## Your goal
Can you add -128 to each answer coordinate and give every line again, requests included, from the line with "the black dress" to the line with "x=956, y=107", both ends included? Keep the numbers in the requests and their format samples unchanged.

+ + + + +

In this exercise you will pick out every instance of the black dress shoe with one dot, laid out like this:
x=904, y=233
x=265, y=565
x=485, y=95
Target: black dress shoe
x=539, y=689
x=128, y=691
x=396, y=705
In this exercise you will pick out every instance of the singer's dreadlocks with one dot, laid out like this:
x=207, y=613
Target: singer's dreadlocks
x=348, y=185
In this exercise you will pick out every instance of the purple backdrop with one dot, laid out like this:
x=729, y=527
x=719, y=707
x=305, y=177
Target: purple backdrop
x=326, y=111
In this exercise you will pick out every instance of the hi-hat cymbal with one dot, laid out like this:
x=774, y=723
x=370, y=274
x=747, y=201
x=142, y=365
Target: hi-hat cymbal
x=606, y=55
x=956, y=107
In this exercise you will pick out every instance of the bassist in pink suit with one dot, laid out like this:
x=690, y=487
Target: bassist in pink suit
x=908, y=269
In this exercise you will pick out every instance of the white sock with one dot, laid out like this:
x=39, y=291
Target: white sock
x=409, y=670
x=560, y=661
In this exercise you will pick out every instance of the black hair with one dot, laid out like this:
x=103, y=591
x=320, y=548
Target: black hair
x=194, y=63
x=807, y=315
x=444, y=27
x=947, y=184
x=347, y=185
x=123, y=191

+ + + + +

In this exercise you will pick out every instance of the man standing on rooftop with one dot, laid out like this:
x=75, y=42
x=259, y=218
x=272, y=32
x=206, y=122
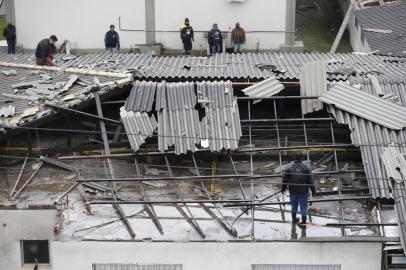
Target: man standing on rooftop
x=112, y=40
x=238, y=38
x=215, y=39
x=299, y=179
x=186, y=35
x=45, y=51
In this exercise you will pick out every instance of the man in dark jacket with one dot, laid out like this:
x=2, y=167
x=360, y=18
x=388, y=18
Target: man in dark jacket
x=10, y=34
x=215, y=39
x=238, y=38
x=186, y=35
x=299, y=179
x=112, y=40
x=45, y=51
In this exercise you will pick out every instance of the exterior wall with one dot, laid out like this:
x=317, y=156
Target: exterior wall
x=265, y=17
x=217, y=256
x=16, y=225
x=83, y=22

+ + + + +

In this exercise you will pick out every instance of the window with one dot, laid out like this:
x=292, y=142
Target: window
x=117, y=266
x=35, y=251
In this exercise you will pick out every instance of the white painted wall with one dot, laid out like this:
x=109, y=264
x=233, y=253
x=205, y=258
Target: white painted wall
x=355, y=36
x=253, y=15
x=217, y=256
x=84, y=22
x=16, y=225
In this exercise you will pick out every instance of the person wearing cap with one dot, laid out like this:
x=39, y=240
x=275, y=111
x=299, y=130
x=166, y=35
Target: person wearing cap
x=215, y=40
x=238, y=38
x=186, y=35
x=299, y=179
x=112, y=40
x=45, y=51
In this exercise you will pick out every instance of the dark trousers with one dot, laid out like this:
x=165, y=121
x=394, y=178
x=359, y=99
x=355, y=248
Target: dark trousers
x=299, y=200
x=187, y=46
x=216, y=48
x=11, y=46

+ + + + +

## Problem solution
In this exercise you will pick out every instance of the black dress shoe with one dot, laid out like this:
x=904, y=233
x=265, y=565
x=485, y=95
Target: black dress shoe
x=411, y=561
x=0, y=563
x=268, y=577
In this exercise you will pick out every instance of the singer's dreadlocks with one dot, laid out like this:
x=207, y=613
Target: singer's dreadlocks
x=220, y=57
In this exercise you will pick out every instance of the purple backdrop with one dot, laid out like this:
x=729, y=527
x=719, y=707
x=305, y=177
Target: purple backdrop
x=198, y=-17
In this exercise you will pick out every instance of the hi-hat cymbal with one dot, laid out like this:
x=774, y=723
x=370, y=274
x=747, y=201
x=142, y=365
Target: hi-hat cymbal
x=478, y=-73
x=828, y=-21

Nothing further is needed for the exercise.